Prompt: Rewrite the lines of the records from the line with "Put a dot on each instance of the brown" up to and including the last line of the records, requests included, and give only those lines. Scale every coordinate in the answers by 2.3, rounding each to a whole number with halves going up.

═══

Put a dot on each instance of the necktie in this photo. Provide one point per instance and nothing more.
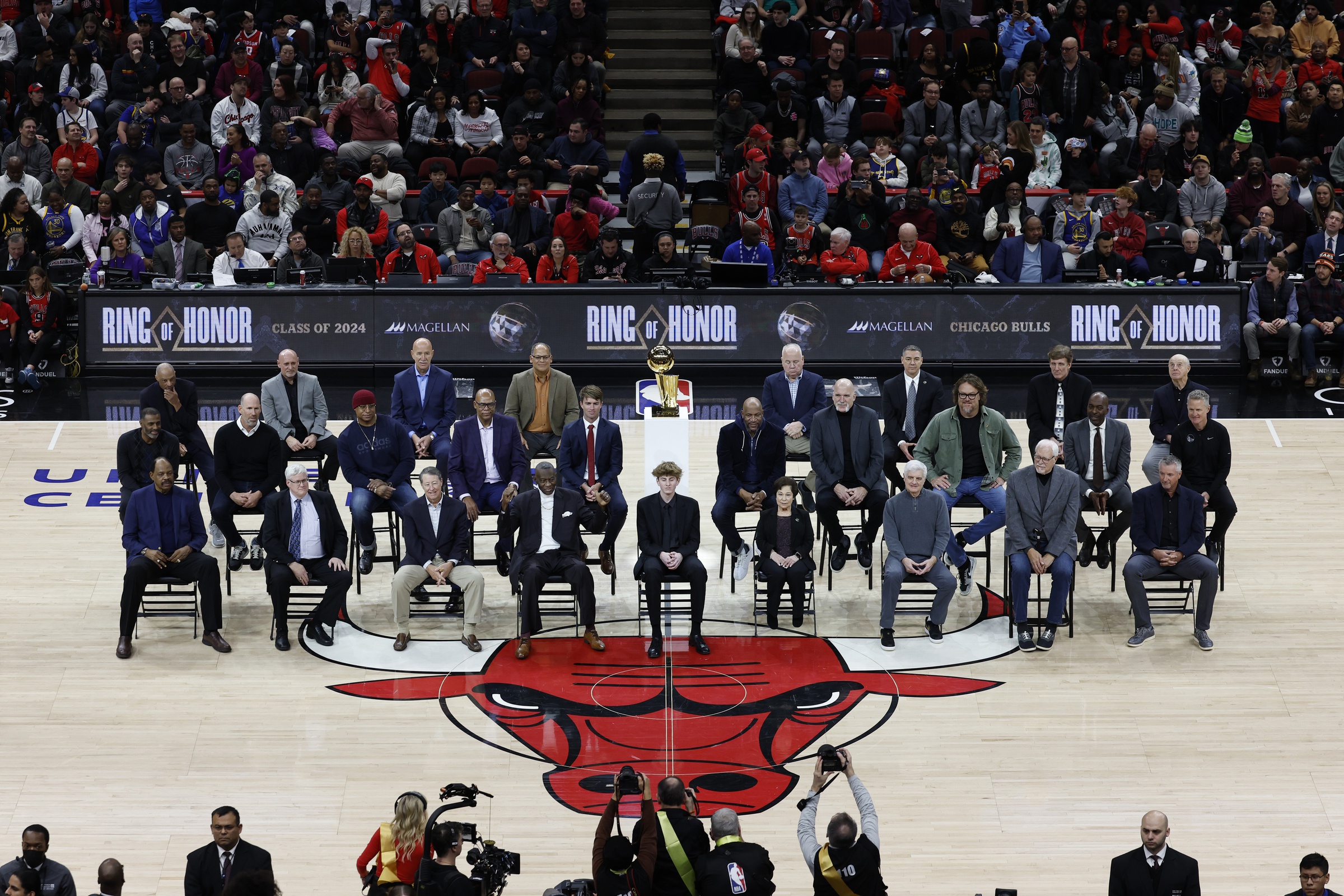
(1099, 464)
(295, 530)
(592, 456)
(911, 413)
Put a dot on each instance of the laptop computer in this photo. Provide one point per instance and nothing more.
(738, 274)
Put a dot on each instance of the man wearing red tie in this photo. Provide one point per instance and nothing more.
(590, 461)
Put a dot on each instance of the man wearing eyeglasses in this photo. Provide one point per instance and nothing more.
(969, 450)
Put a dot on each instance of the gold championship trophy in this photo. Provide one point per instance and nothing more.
(660, 362)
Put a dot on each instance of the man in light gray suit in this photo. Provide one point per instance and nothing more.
(193, 254)
(306, 432)
(1105, 484)
(1042, 506)
(848, 480)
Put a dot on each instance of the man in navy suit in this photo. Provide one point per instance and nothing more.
(790, 399)
(163, 535)
(425, 402)
(599, 470)
(1168, 531)
(487, 466)
(1029, 258)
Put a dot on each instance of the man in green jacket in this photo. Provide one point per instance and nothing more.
(969, 450)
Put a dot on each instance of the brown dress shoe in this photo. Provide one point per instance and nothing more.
(216, 641)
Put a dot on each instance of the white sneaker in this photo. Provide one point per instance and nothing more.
(743, 563)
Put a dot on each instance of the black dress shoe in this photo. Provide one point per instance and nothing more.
(319, 634)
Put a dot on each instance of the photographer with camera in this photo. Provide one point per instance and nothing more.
(850, 864)
(682, 840)
(617, 870)
(736, 866)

═══

Output:
Put a dot on each instance of the brown dress shoe in this photo. Provide one point per instance and nothing more.
(497, 1474)
Put a dot on each instance of the white sneaker in this photo. Provide one point per instance and nothing more.
(1709, 1295)
Put a dot on each instance of the black dress shoe in this photo. Provide one point per instance and nothing more.
(734, 1458)
Put a dot on each instance of the photographer with camera in this photo. Provide one point per instance and nothing more.
(1955, 1987)
(1569, 1932)
(1419, 2001)
(1693, 1992)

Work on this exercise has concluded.